## TEXT SECTION
┄┄┄┄┄┄┄┄┄┄┄┄┄┄┄┄┄┄┄┄
It’s worth noting that the content of such URLs with hashes (#) in them is not indexed, as the content is considered to already be part of the larger web page (held by the URL without the hash (#)). This prevents duplication issues from happening but also means this function must be used according to its intended purpose of showing a location within a page and by no means treated as a way of storing unique content.
When it comes to URLs, not all characters are born equal. It begins with a group called unreserved characters. As a starting point, the most commonly used characters in URLs are alphanumerics (a-z and 0-9). There’s also a small number of additional special characters including the hyphen (-) used for separating words, the underscore (_) previously used to combine words, the dot (.) and the almost equals sign (~). These symbols do not require encoding, which means that all URLs written using these characters will appear in browsers exactly as they are written on the backend.
On the other end, there are reserved characters, which possess a reserved technical purpose within a URL. This is most commonly found in the practice of automatically-generated URLs. In other words, their appearance in a specific part of the URL has the technical capacity to change its semantics. The full list of reserved characters include: ! * ‘ ( ) ; : @ & = + $ , / ? % # [ ]. Reserved characters can be used without encoding, but only when employed for their reserved purpose. Thus, only alphanumerics, the additional special characters “- _ . ~”, and the reserved characters used for their reserved purposes may be used without the need to be encoded.
All other characters (including reserved characters used outside their reserved purpose) are required to be encoded in order to be used in URLs. This practice is called URL encoding (percentage encoding) and stands for the replacement of characters with one or more character triplets that consist of the percent character “%” followed by two hexadecimal digits. For instance, when using the ampersand (&, which is a reserved character) as an abbreviation for “and” (which is a purpose other than the reserved purpose), one must encode them as %26.
Optimal URL lengths
Similarly, given the more restrictive nature of URLs, it is generally advised to keep them as short as possible, providing just enough information to understand the context of the Landing Page it represents on the website. As a general rule, this shortening should be attained by avoiding using superfluous words that do not add immediate value, like prepositions and conjunctions. It can also be achieved by avoiding the repetition of keywords that are already present in the categories and subcategories of the URL path.
A general recommendation is to keep the length of any given subdirectory or landing page URL segment within three words. The reason behind this is that the length of the URL can soar exponentially with each additional subdirectory it becomes a part of. So not only does it affect the risk of the URL being truncated in search results, but also becomes unintelligible to users who are less likely to rely on it to make a decision about the context of the Landing Page it represents.
In fact, there is a negative correlation between the length of a URL and organic search rankings, meaning that all things being equal, shorter URLs are more likely to rank in organic search results. There are a number of technical and practical considerations that make the length of a URL a topic of its own. From a technical point of view, URLs must be shorter than 2,083 characters in order to correctly render in all browsers. However, in order for a page URL to display fully in SERPs, as opposed to it being truncated, its length should be within the limits of 512 pixels.
The actual number of characters will, of course, vary as some characters spread over more pixels than others. A general estimate for URLs to fully display in SERPs would fall at around 50 to 60 characters.
Optimising the Landing Page URL in WordPress
There are still a number of things to consider when optimising the URLs of any given Landing Page. But as you will find the setting of URL structure and other things are mostly set up once and then reused across your publishing. There is one single thing that you will have to optimise every time you publish a new page or post and that is the URL slug or the last portion of the URL in the URL path.
┄┄┄┄┄┄┄┄┄┄┄┄┄┄┄┄┄┄┄┄
## INSTRUCTION A
Please summarize the text on URLs in two sentences.

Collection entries
┄┄┄┄┄┄┄┄┄┄┄┄┄┄┄┄┄┄┄┄
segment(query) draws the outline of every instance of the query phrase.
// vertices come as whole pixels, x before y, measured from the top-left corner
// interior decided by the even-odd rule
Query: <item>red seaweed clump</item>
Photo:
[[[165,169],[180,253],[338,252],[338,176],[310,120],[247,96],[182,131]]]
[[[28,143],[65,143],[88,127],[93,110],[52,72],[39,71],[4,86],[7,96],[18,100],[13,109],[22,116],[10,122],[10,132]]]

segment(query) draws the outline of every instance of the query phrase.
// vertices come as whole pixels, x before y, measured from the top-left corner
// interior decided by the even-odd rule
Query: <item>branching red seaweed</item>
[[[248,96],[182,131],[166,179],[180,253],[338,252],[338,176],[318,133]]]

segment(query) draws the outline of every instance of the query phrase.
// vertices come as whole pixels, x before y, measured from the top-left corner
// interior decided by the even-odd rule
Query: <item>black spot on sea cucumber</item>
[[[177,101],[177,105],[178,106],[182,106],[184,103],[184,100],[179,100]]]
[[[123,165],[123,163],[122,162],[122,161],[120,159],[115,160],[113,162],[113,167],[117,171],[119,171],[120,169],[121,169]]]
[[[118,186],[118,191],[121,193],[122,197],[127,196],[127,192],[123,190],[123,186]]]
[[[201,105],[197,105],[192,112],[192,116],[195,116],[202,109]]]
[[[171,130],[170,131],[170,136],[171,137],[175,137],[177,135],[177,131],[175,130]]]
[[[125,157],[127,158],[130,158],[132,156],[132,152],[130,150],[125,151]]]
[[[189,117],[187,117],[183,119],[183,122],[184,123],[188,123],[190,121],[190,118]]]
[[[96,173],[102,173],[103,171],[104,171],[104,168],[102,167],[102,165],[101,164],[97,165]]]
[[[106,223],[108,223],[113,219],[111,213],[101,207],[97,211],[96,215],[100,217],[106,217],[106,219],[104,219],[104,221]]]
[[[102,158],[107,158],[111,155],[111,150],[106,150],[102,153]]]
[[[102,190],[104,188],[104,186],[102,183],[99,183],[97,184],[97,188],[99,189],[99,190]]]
┄┄┄┄┄┄┄┄┄┄┄┄┄┄┄┄┄┄┄┄
## INSTRUCTION B
Rewrite every line of the Collection entries listing, requests included, and shift each polygon vertex coordinate in the answers by -138.

## EXERCISE RESPONSE A
Alphanumerics, the special characters "- _ . ~", and reserved characters used for their reserved purpose may appear in URLs without encoding, while all other characters must be percent-encoded as a "%" followed by two hexadecimal digits. URLs should be kept as short as possible, with segments of about three words and around 50 to 60 characters so they display fully in search results, since shorter URLs are more likely to rank.

## EXERCISE RESPONSE B
segment(query) draws the outline of every instance of the query phrase.
// vertices come as whole pixels, x before y, measured from the top-left corner
// interior decided by the even-odd rule
Query: <item>red seaweed clump</item>
Photo:
[[[27,31],[42,115],[200,114],[200,38],[172,-18],[109,-42],[44,-7]]]
[[[-110,5],[-73,5],[-50,-11],[-45,-28],[-86,-66],[-99,-67],[-134,-52],[-131,-42],[-120,-38],[-125,-29],[-116,-22],[-128,-16],[-128,-6]]]

segment(query) draws the outline of every instance of the query phrase.
// vertices come as whole pixels, x before y, measured from the top-left corner
// interior decided by the even-odd rule
Query: <item>branching red seaweed</item>
[[[110,-42],[44,-7],[28,41],[42,115],[200,114],[200,38],[180,-5]]]

segment(query) draws the outline of every instance of the query phrase.
// vertices come as whole pixels, x before y, measured from the top-left corner
// interior decided by the even-odd rule
Query: <item>black spot on sea cucumber</item>
[[[39,-37],[39,-33],[40,-32],[44,-32],[46,-35],[46,-38],[41,-38]]]
[[[-15,27],[-15,25],[-16,24],[-16,23],[-18,21],[-23,22],[-25,24],[-25,29],[-21,33],[-19,33],[-18,31],[-17,31]]]
[[[-20,48],[-20,53],[-17,55],[-16,59],[-11,58],[-11,54],[-15,52],[-15,48]]]
[[[63,-33],[59,-33],[54,-26],[54,-22],[57,-22],[64,-29]]]
[[[33,-8],[32,-7],[32,-2],[33,-1],[37,-1],[39,-3],[39,-7],[37,-8]]]
[[[-13,19],[-11,20],[-8,20],[-6,18],[-6,14],[-8,12],[-13,13]]]
[[[51,-21],[49,-21],[45,-19],[45,-16],[46,-15],[50,-15],[52,-17],[52,-20]]]
[[[-42,35],[-36,35],[-35,33],[-34,33],[-34,30],[-36,29],[-36,27],[-37,26],[-41,27]]]
[[[-32,85],[-30,85],[-25,81],[-27,75],[-37,69],[-41,73],[-42,77],[-38,79],[-32,79],[-32,81],[-34,81],[-34,83]]]
[[[-36,20],[-31,20],[-27,17],[-27,12],[-32,12],[-36,15]]]
[[[-36,52],[-34,50],[-34,48],[-36,45],[-39,45],[-41,46],[-41,50],[-39,51],[-39,52]]]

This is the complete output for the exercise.